• [TASK GOAL]: Pick out and copy each line in the data below that contains the word "reddish".

• [DATA IN THIS EXERCISE]:
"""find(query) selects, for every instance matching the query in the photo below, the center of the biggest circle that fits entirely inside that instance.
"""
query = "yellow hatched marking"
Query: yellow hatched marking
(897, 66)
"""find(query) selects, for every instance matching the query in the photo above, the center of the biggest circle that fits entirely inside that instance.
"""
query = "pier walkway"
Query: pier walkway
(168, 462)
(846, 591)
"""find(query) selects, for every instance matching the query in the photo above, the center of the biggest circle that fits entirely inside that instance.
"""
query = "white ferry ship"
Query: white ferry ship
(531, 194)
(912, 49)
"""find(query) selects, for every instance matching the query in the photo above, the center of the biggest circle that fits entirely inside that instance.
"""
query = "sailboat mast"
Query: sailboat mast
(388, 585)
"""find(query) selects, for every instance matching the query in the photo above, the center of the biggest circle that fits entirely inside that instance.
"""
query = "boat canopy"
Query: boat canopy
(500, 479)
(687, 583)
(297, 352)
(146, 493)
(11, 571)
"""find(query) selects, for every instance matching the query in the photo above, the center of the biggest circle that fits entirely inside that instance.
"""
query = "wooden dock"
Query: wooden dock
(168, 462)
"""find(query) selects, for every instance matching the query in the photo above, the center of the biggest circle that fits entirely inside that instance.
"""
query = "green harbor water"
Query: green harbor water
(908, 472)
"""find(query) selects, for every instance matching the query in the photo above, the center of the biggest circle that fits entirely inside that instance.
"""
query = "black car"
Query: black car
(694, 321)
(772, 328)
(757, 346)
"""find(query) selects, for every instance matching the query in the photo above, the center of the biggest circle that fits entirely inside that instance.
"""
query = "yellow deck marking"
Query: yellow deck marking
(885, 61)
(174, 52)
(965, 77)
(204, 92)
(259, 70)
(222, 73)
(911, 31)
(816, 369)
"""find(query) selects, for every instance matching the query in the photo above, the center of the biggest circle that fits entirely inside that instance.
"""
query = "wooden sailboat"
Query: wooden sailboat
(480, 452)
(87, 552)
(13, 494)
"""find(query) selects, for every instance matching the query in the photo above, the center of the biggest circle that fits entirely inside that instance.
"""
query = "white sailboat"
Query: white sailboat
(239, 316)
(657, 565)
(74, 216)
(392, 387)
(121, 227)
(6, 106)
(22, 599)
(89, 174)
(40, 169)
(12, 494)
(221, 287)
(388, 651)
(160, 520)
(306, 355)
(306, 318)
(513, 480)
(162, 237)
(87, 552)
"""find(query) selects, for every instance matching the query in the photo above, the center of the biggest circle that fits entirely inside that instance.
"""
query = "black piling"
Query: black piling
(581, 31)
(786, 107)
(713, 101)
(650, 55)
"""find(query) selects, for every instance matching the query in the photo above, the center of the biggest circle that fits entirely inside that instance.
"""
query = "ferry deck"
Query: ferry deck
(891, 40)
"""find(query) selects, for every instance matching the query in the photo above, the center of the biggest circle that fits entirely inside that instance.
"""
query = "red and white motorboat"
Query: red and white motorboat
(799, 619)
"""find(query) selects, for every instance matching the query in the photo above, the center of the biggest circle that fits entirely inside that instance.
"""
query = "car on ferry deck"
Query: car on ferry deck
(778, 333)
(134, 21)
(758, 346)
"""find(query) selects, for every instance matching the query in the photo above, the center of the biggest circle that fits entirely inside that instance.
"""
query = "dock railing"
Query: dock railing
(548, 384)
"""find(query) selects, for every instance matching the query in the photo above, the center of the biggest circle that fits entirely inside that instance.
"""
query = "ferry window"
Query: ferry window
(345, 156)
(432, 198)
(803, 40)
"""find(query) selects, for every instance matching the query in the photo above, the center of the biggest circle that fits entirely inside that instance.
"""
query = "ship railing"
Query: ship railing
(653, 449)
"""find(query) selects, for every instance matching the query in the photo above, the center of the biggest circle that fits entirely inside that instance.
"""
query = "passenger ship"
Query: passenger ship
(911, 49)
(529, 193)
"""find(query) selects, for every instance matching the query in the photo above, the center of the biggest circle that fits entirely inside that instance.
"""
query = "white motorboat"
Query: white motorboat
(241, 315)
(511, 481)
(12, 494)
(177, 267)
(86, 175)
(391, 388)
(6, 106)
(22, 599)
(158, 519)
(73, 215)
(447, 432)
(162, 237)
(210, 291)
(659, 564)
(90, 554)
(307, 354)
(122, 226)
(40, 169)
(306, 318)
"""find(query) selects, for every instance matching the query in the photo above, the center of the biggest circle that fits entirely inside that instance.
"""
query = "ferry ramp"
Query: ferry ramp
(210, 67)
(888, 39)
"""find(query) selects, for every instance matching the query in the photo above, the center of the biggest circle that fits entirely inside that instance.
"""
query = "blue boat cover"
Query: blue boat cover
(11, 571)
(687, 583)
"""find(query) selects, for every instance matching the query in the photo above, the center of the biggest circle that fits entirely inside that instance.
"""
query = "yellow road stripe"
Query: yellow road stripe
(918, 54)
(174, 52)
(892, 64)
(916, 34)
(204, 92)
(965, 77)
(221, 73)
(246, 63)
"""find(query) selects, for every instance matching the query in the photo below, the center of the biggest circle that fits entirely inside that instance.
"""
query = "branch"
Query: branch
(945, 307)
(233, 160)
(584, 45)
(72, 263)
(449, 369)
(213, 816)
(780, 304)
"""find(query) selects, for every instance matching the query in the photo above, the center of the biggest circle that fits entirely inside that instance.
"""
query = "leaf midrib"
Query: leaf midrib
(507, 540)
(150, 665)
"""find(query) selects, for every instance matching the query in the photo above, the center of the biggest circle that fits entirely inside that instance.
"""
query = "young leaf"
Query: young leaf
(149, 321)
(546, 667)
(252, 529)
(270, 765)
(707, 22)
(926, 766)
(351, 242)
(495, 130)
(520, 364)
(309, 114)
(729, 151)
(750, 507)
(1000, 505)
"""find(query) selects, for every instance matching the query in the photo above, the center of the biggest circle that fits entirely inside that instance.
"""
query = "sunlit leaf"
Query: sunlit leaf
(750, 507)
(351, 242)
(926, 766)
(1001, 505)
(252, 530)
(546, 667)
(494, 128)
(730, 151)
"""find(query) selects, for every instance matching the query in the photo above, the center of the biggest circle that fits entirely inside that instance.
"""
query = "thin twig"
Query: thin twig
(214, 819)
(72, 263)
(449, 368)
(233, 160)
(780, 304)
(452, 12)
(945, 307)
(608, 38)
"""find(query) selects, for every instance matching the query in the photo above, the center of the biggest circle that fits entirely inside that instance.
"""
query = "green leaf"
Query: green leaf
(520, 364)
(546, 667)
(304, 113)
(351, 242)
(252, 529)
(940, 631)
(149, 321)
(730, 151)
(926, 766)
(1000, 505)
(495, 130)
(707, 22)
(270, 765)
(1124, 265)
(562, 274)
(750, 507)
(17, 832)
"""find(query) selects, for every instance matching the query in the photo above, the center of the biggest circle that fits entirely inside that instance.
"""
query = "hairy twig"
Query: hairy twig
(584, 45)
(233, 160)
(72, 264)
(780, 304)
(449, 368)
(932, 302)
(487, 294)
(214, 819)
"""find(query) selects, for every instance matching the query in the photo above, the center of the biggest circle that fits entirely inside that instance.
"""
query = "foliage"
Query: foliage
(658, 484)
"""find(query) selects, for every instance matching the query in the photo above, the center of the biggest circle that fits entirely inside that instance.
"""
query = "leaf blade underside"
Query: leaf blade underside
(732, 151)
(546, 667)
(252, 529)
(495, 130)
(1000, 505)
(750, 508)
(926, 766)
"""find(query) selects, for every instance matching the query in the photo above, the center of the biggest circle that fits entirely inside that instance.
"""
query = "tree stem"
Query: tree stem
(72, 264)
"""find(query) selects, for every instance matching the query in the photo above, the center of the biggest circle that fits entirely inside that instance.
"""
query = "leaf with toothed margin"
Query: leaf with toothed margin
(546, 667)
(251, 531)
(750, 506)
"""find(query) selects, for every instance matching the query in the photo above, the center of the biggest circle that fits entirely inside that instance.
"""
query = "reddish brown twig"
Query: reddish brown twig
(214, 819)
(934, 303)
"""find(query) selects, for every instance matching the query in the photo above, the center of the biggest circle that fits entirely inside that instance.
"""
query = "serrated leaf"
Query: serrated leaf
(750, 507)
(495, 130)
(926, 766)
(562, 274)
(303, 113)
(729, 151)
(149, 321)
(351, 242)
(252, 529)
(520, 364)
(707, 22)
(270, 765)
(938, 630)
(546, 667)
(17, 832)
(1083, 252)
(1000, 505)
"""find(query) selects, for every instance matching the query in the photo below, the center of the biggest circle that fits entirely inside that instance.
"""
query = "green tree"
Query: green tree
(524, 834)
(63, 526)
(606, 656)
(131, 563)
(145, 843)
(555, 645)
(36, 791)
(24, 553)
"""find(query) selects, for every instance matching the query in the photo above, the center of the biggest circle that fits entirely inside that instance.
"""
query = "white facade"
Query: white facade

• [TASK OUTPUT]:
query = "reddish brown twig"
Query: reddish brown twig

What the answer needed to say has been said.